WRITTEN TASKS>
1. Reproduce the passage of the NVMe self-test thread between "There seems to" and "drive was failing.", inclusive.
2. Pick up the forum thread about NVMe drives failing SMART self-tests where it stops, and keep it going.

PAGE EXTRACT>
— START —

There seems to be a firmware bug when handling nvme self-tests commands for the PNY drives. 30 seconds after the tests get triggered, nvme controllers stop responding and get disabled due to command timeouts and failed reset attempts. We didn’t support NVMe and SMART in 25.04 but we do support it in 25.10 and it has exposed a firmware bug with the hardware you’re using. You can just disable the SMART self-tests for those drives to prevent your those drives from crashing.

2 Likes

Thank you for your post I was having the same issue with my Sabrent drive. Happend once I updated to goldeye I thought maybe the drive was failing.

1 Like

Same issue with Silicon Power 1 TB drives. Only occurred on my supermicro pcie card with 2xnvme. Only one of the two gets dumped. These two were in a mirror. This setup has been stable until goldeneye 25.10. I thought it was the nvme, but it occurred with a brand new one. Replaced the card, but after seeing this thread, I believe it is a software issue. Also, I get notified about multiple drives failing the smart test, including spinning rust. Scrutiny says all are fine…
Both mirror drives were on the add-in card so I moved one to the motherboard, same error while resilvering. I turned off the cron smart tests. The drive that is being reslivered is removed from the pool. This has happened on the add-in card and also with one drive on the add-in and the other on the motherboard. I will submit a bug report

Use Report a Bug. The Smile icon on the upper right of the TrueNAS interface or Report a Bug at the top, upper right of this forum. The dump may be helpful to TrueNAS.

— END —

Position annotation records>
— START —

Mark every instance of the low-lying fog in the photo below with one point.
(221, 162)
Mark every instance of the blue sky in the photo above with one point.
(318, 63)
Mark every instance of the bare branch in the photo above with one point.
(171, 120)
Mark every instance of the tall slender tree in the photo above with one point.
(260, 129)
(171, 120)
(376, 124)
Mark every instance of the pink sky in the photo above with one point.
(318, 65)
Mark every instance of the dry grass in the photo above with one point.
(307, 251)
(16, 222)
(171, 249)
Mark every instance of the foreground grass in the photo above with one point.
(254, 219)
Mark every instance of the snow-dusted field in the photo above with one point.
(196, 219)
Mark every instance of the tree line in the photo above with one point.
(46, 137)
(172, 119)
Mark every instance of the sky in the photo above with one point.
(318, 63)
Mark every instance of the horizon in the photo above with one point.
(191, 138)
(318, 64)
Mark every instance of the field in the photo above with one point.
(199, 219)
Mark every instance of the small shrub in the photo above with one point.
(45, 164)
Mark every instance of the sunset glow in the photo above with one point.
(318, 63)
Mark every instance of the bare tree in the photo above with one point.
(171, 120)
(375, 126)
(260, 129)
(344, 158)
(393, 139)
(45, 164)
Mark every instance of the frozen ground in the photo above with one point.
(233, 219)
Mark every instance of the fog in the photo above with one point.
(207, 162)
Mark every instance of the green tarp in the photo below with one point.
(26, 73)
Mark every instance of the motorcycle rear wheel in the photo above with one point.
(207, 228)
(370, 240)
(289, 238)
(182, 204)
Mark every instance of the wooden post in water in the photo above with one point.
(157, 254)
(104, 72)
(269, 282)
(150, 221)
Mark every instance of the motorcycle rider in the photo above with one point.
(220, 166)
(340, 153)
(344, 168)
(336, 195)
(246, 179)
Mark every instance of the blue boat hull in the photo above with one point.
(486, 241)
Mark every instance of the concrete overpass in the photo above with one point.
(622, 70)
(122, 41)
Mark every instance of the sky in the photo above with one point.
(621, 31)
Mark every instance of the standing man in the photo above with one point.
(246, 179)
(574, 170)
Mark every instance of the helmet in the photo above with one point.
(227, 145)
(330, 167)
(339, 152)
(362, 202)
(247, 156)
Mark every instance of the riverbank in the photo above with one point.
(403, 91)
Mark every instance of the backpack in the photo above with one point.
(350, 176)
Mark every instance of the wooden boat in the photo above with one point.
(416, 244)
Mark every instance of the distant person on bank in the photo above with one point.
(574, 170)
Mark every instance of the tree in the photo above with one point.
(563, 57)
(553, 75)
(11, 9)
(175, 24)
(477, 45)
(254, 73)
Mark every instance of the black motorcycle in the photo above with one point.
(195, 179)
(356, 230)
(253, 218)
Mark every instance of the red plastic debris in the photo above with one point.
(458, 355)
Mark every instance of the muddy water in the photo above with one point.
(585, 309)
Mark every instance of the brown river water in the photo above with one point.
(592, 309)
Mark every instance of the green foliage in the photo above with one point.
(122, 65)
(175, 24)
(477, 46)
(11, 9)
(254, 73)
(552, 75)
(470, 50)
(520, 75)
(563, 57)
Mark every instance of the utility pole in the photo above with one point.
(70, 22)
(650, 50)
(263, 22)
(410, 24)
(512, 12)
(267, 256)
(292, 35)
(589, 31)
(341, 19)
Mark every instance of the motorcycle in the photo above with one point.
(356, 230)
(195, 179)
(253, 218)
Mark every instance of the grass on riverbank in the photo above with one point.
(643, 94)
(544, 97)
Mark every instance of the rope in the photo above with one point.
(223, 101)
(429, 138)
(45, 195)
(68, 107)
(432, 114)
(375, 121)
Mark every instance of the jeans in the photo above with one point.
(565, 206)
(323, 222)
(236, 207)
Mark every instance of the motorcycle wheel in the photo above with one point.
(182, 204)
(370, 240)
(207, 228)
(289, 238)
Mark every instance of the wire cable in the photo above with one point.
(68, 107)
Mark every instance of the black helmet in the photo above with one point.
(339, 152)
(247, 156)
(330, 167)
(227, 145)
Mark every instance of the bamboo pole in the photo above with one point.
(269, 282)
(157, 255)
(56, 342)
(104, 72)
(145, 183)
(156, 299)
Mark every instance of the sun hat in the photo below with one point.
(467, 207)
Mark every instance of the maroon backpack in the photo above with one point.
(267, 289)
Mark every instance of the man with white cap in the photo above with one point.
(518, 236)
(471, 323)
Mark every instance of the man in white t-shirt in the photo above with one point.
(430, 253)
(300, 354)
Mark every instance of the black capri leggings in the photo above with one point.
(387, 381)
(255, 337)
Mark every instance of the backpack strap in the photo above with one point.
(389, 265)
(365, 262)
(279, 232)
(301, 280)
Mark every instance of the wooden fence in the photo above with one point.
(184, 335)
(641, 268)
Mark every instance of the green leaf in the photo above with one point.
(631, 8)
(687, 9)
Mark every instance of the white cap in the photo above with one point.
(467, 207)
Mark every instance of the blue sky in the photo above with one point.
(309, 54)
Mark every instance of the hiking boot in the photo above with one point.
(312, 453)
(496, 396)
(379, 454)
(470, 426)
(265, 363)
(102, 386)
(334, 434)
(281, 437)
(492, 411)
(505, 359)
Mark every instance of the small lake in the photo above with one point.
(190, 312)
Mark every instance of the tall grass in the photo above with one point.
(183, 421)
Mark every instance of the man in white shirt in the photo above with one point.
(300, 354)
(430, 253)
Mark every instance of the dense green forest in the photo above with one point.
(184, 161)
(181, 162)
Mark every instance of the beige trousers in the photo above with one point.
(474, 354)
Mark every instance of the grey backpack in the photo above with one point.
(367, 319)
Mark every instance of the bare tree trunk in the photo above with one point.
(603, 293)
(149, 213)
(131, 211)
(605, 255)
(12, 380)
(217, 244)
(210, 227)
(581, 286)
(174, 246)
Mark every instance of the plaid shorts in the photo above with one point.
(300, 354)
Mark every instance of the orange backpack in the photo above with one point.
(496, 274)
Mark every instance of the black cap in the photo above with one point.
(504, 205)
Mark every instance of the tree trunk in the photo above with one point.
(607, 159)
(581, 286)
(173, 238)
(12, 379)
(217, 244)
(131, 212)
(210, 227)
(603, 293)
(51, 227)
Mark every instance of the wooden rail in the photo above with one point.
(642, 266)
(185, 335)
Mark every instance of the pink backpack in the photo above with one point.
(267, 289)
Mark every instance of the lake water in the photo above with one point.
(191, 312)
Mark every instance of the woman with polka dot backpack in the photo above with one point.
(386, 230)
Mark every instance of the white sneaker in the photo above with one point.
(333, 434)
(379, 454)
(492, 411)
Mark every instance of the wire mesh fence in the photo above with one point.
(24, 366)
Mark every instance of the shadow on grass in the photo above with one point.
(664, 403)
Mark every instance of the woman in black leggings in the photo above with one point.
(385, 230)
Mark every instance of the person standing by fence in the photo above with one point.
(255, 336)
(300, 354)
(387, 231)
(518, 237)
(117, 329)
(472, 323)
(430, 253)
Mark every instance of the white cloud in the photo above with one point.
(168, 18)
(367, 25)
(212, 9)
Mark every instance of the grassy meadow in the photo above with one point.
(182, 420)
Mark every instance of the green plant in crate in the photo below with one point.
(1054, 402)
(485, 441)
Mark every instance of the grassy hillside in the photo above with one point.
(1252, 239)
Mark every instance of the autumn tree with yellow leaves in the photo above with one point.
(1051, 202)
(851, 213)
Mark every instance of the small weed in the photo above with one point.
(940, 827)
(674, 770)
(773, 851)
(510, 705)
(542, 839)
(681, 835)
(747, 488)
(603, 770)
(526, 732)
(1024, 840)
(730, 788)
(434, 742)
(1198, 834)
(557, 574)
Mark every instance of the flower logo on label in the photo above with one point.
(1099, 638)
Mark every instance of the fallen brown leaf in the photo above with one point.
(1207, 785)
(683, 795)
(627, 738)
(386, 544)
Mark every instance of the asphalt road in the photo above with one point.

— END —

THE RESULTS>
1.
There seems to be a firmware bug when handling nvme self-tests commands for the PNY drives. 30 seconds after the tests get triggered, nvme controllers stop responding and get disabled due to command timeouts and failed reset attempts. We didn’t support NVMe and SMART in 25.04 but we do support it in 25.10 and it has exposed a firmware bug with the hardware you’re using. You can just disable the SMART self-tests for those drives to prevent your those drives from crashing.

2 Likes

Thank you for your post I was having the same issue with my Sabrent drive. Happend once I updated to goldeye I thought maybe the drive was failing.

2.
Any updates on this? My sabrent NVME drives are fine, but because this test runs once a week the pool attached to my NVME goes down and the only way to resurrect everything is to fully power the system down and back up again. This erroneous failure is a real pain…. Any tickets I can monitor that may already be created for this? Happy to upload failure logs as well.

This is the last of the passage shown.